Ausgewählter Auszug:
┏━━

Besonderheiten im Unterricht

Zu Stundenbeginn mussten alle Schüler an ihren Plätzen stehen und auf den Lehrer warten. Ein Schüler meldete dann die Anzahl der anwesenden Schüler und nannte die Namen und Entschuldigungen der fehlenden Schüler. Erst wenn der Lehrer begrüßt war (z.T. mit einem Lied), durfte sich gesetzt werden.

Einige Fächer wirken sicherlich sehr eigenartig.

Staatsbürgerkunde war für die Formung der sozialistischen Persönlichkeit ausgelegt und sollte die ideologischen Grundlagen und Vorzüge des Sozialismus vermitteln. Es ist am ehesten mit der heutigen Gesellschafts- oder Sozialkunde zu vergleichen.

┗━━

Quelldaten:
┏━━

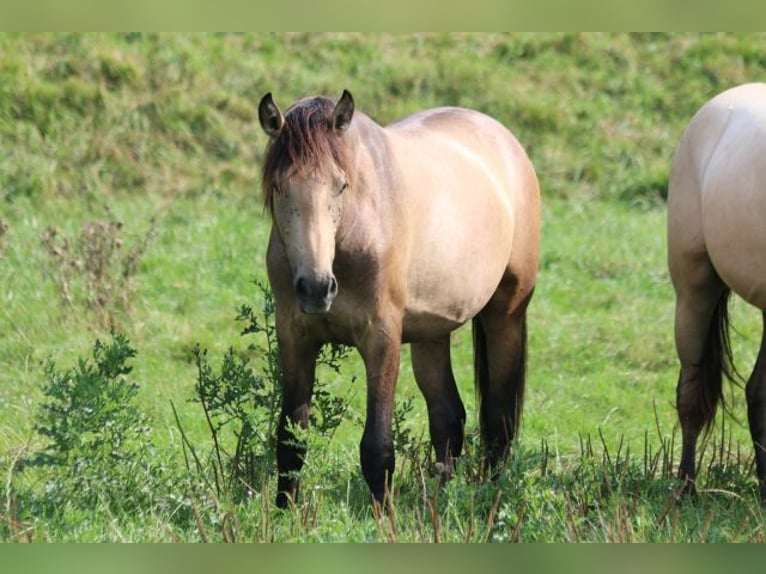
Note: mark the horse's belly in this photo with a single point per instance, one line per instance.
(734, 227)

┗━━

Aufgabenstellung: Setze den Text über Besonderheiten im Unterricht weiter oben im Anschluss an seinen letzten Satz fort.

Antwort:
Einführung in die sozialistische Produktion war eine Mischung aus Physik und Wirtschaftskunde. Produktive Arbeit ist so etwas wie die heutigen Praktika in Firmen, nur dass diese alle 2 Wochen für einen ganzen Schultag stattfanden. Da wurden z.B. Betonplatten für den Bau hergestellt oder Leiterplatten für Elektromaschinen bestückt.

Das Schulfach Wehrkunde für Jungen wurde durch Armee-Offiziere unterrichtet. Hier wurden Grundlagen für die Verteidigung der Republik im Fall eines Krieges vermittelt. Höhepunkt war dann ein 2- wöchiges Wehrlager in der 9. Klasse. Hier wurden durch Armeeangehörige mit den uniformierten Schülern in besonderen Lagern eine militärische Grundausbildung samt Marschieren, Tarnen, Sturmbahn, simulierten Gas- und Fliegerangriff, sowie Waffenpflege und Schießen mit der Kleinkaliber-Maschinenpistole 69 (als Übungswaffe für die Kalaschnikow AK-47) trainiert.

In dem Unterrichtsfach Zivilverteidigung für Mädchen und Jungen, welche aus gesundheitlichen oder religiösen Gründen keine Waffe bedienen wollten, wurden die Grundlagen für 1. Hilfe und Versorgung von Verletzten, sowie Gebäudesicherung im Kriegsfall trainiert.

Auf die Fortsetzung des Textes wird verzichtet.